Directive: Starting at the line that holds "Teacher note: have the class pick out the white umbrella", set down each line through the end of the listing, exactly as written and with nothing added.
=== Available records ===
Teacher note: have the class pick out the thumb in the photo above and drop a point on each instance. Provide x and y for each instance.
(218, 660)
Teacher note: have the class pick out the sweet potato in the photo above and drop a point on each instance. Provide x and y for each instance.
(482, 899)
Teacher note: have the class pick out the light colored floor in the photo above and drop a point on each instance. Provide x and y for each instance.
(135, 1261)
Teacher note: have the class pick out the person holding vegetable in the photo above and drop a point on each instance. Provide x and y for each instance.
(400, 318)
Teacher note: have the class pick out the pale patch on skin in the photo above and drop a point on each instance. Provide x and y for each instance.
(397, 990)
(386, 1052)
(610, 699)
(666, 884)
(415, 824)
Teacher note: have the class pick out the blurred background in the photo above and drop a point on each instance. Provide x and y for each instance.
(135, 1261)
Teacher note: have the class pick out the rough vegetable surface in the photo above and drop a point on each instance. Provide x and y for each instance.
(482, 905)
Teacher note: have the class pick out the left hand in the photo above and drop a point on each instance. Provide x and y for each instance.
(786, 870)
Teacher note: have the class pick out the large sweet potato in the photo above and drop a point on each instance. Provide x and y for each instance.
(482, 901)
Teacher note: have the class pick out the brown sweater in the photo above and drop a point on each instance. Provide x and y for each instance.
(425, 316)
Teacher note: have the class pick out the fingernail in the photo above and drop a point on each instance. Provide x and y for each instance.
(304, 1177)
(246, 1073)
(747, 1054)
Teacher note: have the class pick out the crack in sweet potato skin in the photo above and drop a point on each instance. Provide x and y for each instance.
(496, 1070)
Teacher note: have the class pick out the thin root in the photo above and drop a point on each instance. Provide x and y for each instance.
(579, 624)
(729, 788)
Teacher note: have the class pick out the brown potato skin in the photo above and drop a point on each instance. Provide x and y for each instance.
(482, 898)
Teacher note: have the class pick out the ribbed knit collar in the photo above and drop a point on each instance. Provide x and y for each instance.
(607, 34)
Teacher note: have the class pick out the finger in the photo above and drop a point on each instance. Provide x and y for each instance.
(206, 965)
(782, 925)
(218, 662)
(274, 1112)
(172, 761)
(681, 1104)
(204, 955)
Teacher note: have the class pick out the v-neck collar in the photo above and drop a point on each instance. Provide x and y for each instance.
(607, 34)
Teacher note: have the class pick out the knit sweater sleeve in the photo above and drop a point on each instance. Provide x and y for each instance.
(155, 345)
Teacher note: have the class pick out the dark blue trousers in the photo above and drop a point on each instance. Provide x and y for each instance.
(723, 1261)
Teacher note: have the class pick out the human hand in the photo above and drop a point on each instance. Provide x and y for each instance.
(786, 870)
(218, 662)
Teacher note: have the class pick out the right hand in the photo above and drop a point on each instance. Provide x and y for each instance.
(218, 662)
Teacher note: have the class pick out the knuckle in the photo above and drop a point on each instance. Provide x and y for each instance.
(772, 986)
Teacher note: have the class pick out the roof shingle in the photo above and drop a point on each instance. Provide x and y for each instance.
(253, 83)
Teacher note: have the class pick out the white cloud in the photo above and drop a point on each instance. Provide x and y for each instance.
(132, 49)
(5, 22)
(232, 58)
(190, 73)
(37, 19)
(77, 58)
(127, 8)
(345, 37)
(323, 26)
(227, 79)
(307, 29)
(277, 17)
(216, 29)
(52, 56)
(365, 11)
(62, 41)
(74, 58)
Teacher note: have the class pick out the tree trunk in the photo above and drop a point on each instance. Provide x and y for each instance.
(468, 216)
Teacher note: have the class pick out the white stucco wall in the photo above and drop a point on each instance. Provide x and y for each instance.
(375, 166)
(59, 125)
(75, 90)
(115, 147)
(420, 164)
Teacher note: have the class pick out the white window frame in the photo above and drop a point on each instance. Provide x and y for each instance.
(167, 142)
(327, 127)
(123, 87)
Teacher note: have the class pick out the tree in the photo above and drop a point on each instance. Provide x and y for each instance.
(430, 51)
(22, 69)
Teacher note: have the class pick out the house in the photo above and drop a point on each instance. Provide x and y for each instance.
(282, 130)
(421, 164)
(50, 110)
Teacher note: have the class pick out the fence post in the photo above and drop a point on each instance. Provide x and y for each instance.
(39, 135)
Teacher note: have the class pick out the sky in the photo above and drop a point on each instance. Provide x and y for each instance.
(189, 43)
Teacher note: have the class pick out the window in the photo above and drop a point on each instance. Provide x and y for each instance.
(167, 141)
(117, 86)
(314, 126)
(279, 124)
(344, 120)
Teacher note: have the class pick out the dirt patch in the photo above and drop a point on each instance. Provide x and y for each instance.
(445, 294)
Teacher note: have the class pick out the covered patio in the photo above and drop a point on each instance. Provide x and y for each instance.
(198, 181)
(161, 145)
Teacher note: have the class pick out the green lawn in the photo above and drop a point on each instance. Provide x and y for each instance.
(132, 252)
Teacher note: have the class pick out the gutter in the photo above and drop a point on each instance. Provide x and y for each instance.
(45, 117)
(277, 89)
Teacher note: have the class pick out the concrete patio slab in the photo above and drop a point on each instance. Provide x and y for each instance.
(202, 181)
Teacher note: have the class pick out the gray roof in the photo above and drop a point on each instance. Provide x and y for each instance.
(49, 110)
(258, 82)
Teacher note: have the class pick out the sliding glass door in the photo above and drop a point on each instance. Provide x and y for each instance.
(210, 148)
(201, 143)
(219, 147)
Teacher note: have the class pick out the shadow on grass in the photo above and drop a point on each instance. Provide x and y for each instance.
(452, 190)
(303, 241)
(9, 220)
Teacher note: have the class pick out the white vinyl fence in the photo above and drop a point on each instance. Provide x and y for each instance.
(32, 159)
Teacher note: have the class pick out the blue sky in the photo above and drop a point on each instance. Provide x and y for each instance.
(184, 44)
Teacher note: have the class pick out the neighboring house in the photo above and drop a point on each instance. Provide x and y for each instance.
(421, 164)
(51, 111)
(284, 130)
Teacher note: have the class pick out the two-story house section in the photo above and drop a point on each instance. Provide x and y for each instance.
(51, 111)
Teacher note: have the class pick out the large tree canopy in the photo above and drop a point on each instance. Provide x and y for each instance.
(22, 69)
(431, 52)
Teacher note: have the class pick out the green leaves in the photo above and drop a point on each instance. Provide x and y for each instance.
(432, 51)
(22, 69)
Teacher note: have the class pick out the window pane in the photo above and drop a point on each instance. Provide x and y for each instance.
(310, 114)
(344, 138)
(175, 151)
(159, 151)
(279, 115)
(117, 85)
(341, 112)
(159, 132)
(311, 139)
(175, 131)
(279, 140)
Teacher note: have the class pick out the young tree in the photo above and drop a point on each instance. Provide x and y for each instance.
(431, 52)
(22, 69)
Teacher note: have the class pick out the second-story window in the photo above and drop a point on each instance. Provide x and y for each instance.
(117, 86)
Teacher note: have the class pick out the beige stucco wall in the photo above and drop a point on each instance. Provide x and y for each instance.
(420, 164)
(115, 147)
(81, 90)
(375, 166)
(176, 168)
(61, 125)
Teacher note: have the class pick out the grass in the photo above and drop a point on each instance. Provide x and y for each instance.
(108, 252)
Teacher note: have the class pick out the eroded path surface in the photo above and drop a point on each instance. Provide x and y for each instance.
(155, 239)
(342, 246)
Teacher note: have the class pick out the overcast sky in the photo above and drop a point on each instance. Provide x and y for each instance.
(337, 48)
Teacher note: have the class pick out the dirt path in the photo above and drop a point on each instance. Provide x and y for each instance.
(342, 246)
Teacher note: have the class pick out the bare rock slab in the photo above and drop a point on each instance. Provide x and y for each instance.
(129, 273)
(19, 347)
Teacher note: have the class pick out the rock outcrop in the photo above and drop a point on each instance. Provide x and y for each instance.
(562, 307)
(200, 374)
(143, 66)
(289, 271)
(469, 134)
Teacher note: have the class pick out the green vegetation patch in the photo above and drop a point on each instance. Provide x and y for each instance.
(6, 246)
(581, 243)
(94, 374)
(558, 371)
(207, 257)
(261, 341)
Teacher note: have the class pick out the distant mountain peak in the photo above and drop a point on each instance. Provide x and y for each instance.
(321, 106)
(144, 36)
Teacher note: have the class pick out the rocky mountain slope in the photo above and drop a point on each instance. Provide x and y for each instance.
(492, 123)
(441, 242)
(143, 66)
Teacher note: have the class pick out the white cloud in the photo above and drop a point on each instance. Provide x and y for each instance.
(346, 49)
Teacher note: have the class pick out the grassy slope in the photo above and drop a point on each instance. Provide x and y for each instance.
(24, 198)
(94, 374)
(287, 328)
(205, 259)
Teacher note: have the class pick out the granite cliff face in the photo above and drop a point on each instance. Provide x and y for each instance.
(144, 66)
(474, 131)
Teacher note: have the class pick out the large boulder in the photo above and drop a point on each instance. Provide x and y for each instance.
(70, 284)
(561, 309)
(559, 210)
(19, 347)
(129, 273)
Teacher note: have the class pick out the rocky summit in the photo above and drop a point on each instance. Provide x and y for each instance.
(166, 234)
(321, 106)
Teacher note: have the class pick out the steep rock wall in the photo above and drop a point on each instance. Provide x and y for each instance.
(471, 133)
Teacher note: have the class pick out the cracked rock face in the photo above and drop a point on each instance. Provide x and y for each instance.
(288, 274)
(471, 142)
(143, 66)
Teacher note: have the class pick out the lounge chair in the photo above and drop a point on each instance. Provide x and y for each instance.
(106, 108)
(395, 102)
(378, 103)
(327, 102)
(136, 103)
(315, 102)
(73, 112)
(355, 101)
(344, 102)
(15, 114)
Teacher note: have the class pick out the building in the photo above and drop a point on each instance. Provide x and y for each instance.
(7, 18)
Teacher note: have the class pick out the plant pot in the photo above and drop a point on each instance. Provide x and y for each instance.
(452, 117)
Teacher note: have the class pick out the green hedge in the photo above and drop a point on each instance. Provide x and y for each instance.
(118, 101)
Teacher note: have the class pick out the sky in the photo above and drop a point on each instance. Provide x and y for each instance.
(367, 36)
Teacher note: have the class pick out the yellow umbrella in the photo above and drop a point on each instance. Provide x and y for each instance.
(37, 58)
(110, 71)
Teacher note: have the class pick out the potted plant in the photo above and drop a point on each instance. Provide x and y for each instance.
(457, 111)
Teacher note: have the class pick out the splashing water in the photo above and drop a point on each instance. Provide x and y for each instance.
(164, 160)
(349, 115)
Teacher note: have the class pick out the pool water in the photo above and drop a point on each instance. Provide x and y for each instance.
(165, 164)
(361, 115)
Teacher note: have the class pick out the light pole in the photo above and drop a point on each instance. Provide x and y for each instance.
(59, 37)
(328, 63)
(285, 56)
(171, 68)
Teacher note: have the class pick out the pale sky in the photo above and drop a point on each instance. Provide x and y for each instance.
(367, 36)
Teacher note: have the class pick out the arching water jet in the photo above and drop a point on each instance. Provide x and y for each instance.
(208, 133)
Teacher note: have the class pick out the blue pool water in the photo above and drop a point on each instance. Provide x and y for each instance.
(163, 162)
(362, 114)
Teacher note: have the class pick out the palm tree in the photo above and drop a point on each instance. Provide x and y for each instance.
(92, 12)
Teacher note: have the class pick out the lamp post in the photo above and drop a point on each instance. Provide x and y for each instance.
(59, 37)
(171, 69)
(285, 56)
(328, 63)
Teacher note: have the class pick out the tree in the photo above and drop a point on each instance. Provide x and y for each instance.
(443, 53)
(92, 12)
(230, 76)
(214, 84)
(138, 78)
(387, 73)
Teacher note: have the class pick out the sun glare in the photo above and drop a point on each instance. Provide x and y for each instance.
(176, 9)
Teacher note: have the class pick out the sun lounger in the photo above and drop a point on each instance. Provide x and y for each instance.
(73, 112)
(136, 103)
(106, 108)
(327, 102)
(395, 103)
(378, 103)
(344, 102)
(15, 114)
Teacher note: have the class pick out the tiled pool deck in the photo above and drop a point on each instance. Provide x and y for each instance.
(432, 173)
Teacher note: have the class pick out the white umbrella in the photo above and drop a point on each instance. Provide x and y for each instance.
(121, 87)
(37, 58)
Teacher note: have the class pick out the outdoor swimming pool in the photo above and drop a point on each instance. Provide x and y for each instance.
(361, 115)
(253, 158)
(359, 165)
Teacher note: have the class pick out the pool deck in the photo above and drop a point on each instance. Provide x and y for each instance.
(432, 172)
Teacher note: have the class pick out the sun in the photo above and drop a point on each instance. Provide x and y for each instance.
===
Final answer:
Teacher note: have the class pick out the white umbrella in the photo above and drop a point on each instance. Provide x and y for each instance.
(121, 87)
(37, 58)
Teacher note: have the class pick out the outdoor swimming pool in the photo above and drop a point on each instance. Provide x and y for each instance.
(361, 115)
(253, 158)
(359, 165)
Teacher note: have the class pick out the pool deck in the photo above and drop a point on each instance. Provide x and y for each instance.
(432, 172)
Teacher note: have the class pick out the sun in the photo above and drop a point on each instance. Provide x and y for each instance.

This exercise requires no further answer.